As for what happened last night, I essentially had two Lara Croft type dreams. The first dream is kinda of fuzzy but I remember it was pretty much like the second dream I had. The second dream pretty much had me as Lara croft (the most recent incarnation) and I was pretty much fighting against waves of the Zealots you face off in the 2013 video game (At first!). I have the high ground and am fighting against the waves with a bow and arrow in a mountainous, blizzard region. At first its just waves of zealots but then it becomes Zealots and zombified zealots. I do a good job holding them off but slowly they start getting closer until they start climbing up the platform i'm on. I don't actually see myself die but before I wake up I just had this feeling of impending doom. From what I was able to look up a lot of the times being a woman in a dream symbolizes your feminine aspects and a bow and arrow represents a combination of Masculine and Feminine energies. I wonder if it just means that certain Feminine traits that I have will (or have already) be destroyed. I find the tomb raider theme interesting as well because the whole point of that game was to tell how she went from a very low confidant/self esteem woman to the high confidant bad@ss that she is in the later games.
I will get to the list of changes now, which are numerous and mostly internal. If I had to put this stage into as few words as possible, I would say it would be : "I AM THE KING AND I DESERVE TO RULE!".
Internal changes
- Started felling even more like a High value/High Status male.
- My Standards for women have gone "VERY" high up. Its gotten to the point where 90% of the women I run into I practically disqualify right off the bat. For example, out of all my classes I can only think of one girl I would be slightly interested in and that's only because she passed the "looks" hurdle. Personality, character, and intelligence are separate hurdles all together.
- In general I find most people ( Especially at my college) to be very boring. They seem to just be in this hamster wheel of school, work, eat, and sleep. Even when some of them open their mouths its like all I hear is "Sheeple" talk. Its like they don't have any real thoughts or ideas of their own.
- My outlook of the future and my goals are totally positive with pretty much no hint of negativity.
- I believe I can have any woman I want. The question is "Do I just want any women though?
- My tolerance for Beta behavior has reached breaking point where if I see it, even just in body language, my automatic reaction is to recoil in disgust.
- Along similar lines, its like i'm only interested in Alpha Female type women now. I could see a 9\10 female but as soon as she does something really beta (or very unintelligent) I automatically get turned off.
- Getting to a point where I feel like I can accurately tell what some people are going to do before they do it (Maybe reading body language???).
External Changes
- I've been running into people I know more frequently.
- Had girls at my last job try to talk to me more and ask me the same questions over and over (which got very irritating).
......
__Exercise task A__: Retype the journal entry word for word, everything from "I will get to" down to "value/High Status male.".
__Exercise task B__: Extend the journal entry about the Lara Croft dream and the listed personal changes, picking up after its last line.

Extracted records
......
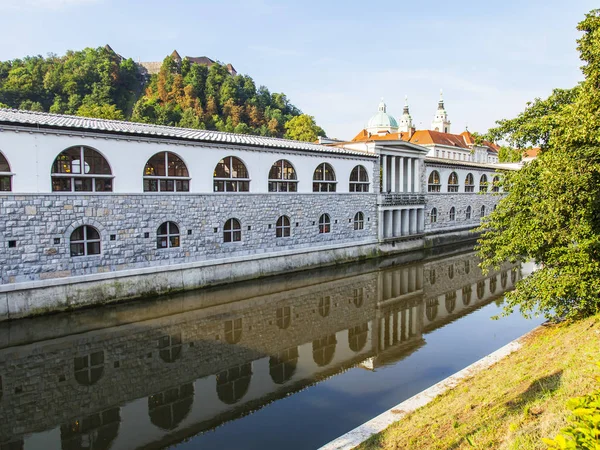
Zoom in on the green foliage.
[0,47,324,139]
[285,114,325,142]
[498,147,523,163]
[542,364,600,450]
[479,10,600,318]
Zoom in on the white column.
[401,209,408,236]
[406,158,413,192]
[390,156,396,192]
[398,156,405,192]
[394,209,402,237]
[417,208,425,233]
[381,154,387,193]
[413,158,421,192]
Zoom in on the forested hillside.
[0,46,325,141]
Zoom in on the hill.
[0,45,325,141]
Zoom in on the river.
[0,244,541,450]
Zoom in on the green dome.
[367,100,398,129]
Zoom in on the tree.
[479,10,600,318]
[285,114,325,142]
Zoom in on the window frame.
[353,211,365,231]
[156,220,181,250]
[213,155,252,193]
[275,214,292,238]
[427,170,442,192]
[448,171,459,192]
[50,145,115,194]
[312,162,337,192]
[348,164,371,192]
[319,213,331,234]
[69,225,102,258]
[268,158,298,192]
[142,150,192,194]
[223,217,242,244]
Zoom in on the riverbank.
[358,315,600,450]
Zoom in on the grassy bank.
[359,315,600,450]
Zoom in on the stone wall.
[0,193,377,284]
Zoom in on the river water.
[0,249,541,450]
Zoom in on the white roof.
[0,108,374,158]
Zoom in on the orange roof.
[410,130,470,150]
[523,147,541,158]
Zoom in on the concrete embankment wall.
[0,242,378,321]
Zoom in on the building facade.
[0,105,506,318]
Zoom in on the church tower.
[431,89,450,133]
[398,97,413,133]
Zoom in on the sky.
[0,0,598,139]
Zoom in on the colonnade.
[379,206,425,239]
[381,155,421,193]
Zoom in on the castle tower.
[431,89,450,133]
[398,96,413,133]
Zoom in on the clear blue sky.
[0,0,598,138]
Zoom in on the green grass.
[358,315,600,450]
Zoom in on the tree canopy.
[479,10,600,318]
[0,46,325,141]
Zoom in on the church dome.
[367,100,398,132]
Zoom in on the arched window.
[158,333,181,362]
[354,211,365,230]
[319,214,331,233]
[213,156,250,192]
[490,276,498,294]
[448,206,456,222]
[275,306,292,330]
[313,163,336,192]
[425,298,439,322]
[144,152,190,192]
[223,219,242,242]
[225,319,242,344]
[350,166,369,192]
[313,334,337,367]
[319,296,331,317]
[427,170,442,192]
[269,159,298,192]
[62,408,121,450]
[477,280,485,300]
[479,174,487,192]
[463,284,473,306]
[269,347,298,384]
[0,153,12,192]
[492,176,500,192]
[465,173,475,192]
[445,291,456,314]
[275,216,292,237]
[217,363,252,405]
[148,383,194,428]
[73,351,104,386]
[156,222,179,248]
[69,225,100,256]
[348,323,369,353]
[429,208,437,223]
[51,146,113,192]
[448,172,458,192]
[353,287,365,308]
......
__Task output A__:
I will get to the list of changes now, which are numerous and mostly internal. If I had to put this stage into as few words as possible, I would say it would be : "I AM THE KING AND I DESERVE TO RULE!".
Internal changes
- Started felling even more like a High value/High Status male.

__Task output B__:
- As most of you know I had a 8/10 Red head come on strong to me on my last day at my old job. Didn't pursue anything afterwards because she was already seeing someone, and she is 21 and STILL IN HIGH SCHOOL???
- One very important thing that I forgot to mention numerous times and that I found similar to Afzlalg's journal. He mentioned before about how his muscles seemed to grow faster or better. I remember looking in the mirror and being shocked because it looked like my muscles had gotten bigger. I know the difference between viewing myself differently and actually seeing physical change. The weird thing is that I hadn't really changed anything diet wise or excise wise (not currently working out) to account for this change. I had read a study once where they found that people who only did hypnosis and visualization were able to make muscle gains. I wonder if the sub is somehow doing the same indirectly.
Also, Wanted to mention something else that I've mentioned a couple a times already in other posts. After talking to a forum member, I'm back to debating whether I'm going to do a couple of weeks of the 5G Attract your perfect Sexual lover in between this sub and SM 3.0. I'm actually leaning towards doing it now because of a few reasons. (1) Just like WM journals, there are very few AYP journals (finished ones at that). I feel like doing one would help people make a informed decision on whether they want to do a AYP. (2) There is still a small chance that I will be staying in my current area so that might make it worthwhile. Along with I'm not even sure if I did move if she would appear before I did so. Thats just a assumption on my part based on how well I react to 5G subs. (3) Similar to what I said above, most of the women I'm interacting with just don't measure to my new standards anymore. Most of them just really bore me. Finally (4) I'm really curious to see how the sex would be like. I remember reading a post by Shannon about how the lover he manifested ,he still thinks about from time to time because she was so good. Anyone's ideas or opinion's are very much welcome. Would like to get different views on AYP's.
To end with I feel like I should say something that has been on my mind very much lately even though I'm only about to reach the half-way point. This also kinda of ran into my considerations for a AYP. As many of you know, if you read the Very successful WM/SM journals you'll fine a common theme to how they end. Usually the person who ran it figures out that in the end that ,even though they are getting all these women, this isn't what they wanted in the end. Towards the last few weeks of this Stage I've already started to feel that way and I don't think its resistance (because I plan on completing). I think its because whatever was in this stage killed whatever neediness I had left over from AM6. I'v put on this "empire building first, getting women second" type mentality (which overall is a better mentality to have in the long run). Just thought I should mention this so people aren't surprised when I get to the end and say something similar. I have no doubt at the moment that I will get results but I'm wondering if at the end will it really be all its cracked up to be?
This is going to sound pessimistic :
I'm wondering what's the point of being much much more higher quality guy if you can't appreciate lower quality females and people in general.
This seems to be a recurrent theme with WM2/SM3/AM6.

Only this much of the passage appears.